Can you format every line of the records below as a Markdown table with the columns "Row" and "Line", numbering each row and leaving out blank lines?

[Items stored from a collection]
::::::
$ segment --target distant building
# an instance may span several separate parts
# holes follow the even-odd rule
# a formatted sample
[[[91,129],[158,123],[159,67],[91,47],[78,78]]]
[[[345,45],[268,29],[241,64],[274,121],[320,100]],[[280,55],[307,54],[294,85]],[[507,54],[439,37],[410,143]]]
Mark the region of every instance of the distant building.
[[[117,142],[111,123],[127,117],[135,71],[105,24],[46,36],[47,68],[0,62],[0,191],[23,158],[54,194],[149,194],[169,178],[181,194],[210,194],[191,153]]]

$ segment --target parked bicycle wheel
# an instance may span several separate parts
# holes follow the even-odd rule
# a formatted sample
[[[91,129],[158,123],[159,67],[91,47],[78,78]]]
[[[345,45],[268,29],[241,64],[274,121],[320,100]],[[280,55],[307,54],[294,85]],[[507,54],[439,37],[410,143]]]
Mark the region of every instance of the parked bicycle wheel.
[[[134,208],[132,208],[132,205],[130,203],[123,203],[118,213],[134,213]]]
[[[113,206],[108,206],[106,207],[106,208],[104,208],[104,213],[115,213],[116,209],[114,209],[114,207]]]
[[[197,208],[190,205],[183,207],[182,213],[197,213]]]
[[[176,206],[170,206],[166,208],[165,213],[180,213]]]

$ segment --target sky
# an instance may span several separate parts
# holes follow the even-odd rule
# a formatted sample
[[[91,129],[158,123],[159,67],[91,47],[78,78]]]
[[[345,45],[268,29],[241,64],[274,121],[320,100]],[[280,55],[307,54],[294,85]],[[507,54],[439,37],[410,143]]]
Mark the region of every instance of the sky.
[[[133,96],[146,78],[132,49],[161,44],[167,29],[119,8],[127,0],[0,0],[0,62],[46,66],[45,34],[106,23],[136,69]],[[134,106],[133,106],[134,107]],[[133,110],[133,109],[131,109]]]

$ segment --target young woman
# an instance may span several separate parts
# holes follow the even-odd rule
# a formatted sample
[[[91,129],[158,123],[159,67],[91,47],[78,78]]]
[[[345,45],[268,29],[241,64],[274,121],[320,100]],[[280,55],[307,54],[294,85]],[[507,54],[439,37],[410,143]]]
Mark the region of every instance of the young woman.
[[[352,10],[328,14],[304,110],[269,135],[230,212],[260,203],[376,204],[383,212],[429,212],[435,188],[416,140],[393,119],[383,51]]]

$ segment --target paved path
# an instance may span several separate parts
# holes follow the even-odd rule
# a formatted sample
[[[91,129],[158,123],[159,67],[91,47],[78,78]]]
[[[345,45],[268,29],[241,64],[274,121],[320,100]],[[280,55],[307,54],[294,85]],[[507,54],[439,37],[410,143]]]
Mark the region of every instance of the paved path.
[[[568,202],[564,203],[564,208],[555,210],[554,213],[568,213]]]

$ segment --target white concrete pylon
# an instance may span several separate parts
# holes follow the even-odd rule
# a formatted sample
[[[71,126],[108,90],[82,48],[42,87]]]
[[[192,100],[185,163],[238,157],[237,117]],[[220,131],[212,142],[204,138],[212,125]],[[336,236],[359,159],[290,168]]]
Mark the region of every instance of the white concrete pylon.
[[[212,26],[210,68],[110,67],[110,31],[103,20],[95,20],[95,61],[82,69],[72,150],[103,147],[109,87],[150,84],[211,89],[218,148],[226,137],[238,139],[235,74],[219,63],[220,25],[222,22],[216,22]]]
::::::
PROBLEM SOLUTION |
| Row | Line |
|---|---|
| 1 | $ segment --target distant building |
| 2 | # an instance may span several separate parts |
| 3 | # holes follow the even-odd rule |
| 4 | # a formatted sample |
| 5 | [[[91,129],[158,123],[159,67],[91,47],[78,78]]] |
| 6 | [[[345,45],[268,29],[241,64],[274,121],[320,100]],[[280,55],[307,54],[294,85]],[[507,54],[439,37],[410,143]]] |
| 7 | Mark the region of every instance of the distant building. |
| 8 | [[[117,142],[111,123],[127,117],[135,71],[105,24],[46,36],[47,68],[0,62],[0,191],[23,158],[54,194],[149,194],[169,178],[181,194],[210,194],[191,153]]] |
| 9 | $ segment --target parked bicycle wheel |
| 10 | # an instance may span several separate parts |
| 11 | # holes follow the even-odd rule |
| 12 | # a formatted sample |
| 13 | [[[91,129],[158,123],[159,67],[91,47],[78,78]]] |
| 14 | [[[345,45],[268,29],[241,64],[274,121],[320,100]],[[280,55],[307,54],[294,85]],[[507,54],[439,37],[410,143]]] |
| 15 | Mark the region of every instance of the parked bicycle wheel. |
| 16 | [[[134,208],[132,208],[132,205],[130,203],[123,203],[118,213],[134,213]]] |
| 17 | [[[113,206],[108,206],[106,207],[106,208],[104,208],[104,213],[115,213],[116,209],[114,209],[114,207]]] |
| 18 | [[[197,208],[190,205],[183,207],[182,213],[197,213]]] |
| 19 | [[[176,206],[170,206],[166,208],[165,213],[180,213]]] |
| 20 | $ segment --target sky |
| 21 | # an instance may span several separate parts |
| 22 | # holes follow the even-odd rule |
| 23 | # a formatted sample |
| 24 | [[[91,129],[158,123],[159,67],[91,47],[78,78]]] |
| 25 | [[[345,45],[268,29],[241,64],[274,121],[320,100]],[[280,55],[307,54],[294,85]],[[507,54],[439,37],[410,143]]] |
| 26 | Mark the region of every instance of the sky. |
| 27 | [[[133,96],[146,78],[132,49],[161,44],[167,29],[119,8],[127,0],[0,0],[0,62],[46,66],[45,34],[106,23],[136,69]],[[134,106],[133,106],[134,107]],[[133,110],[133,109],[131,109]]] |
| 28 | $ segment --target young woman |
| 29 | # an instance may span several separate parts |
| 30 | # holes follow the even-odd rule |
| 31 | # a formatted sample |
| 32 | [[[91,129],[158,123],[159,67],[91,47],[78,78]]] |
| 33 | [[[345,45],[268,29],[241,64],[274,121],[320,100]],[[280,55],[307,54],[294,85]],[[507,54],[439,37],[410,143]]] |
| 34 | Mark the region of every instance of the young woman. |
| 35 | [[[352,10],[328,14],[304,110],[269,135],[230,212],[260,203],[376,204],[383,212],[429,212],[435,188],[416,140],[393,119],[383,51]]] |
| 36 | $ segment --target paved path |
| 37 | # an instance may span several separate parts |
| 38 | # holes follow the even-odd rule |
| 39 | # a formatted sample |
| 40 | [[[91,129],[158,123],[159,67],[91,47],[78,78]]] |
| 41 | [[[345,45],[268,29],[241,64],[274,121],[320,100]],[[280,55],[307,54],[294,85]],[[507,54],[439,37],[410,143]]] |
| 42 | Mark the region of every instance of the paved path. |
| 43 | [[[568,202],[564,203],[564,208],[555,210],[554,213],[568,213]]] |
| 44 | $ segment --target white concrete pylon |
| 45 | # an instance may span several separate parts |
| 46 | # holes follow the even-odd rule |
| 47 | # a formatted sample |
| 48 | [[[71,126],[108,90],[82,48],[42,87]]] |
| 49 | [[[192,100],[185,163],[238,157],[237,117]],[[220,131],[212,142],[204,138],[212,125]],[[336,236],[359,159],[290,168]]] |
| 50 | Mark the region of every instance of the white concrete pylon. |
| 51 | [[[212,26],[210,68],[110,67],[110,31],[103,20],[95,20],[95,61],[82,69],[72,150],[103,147],[109,87],[150,84],[211,89],[218,148],[226,137],[238,139],[235,74],[219,63],[220,25],[222,22],[216,22]]] |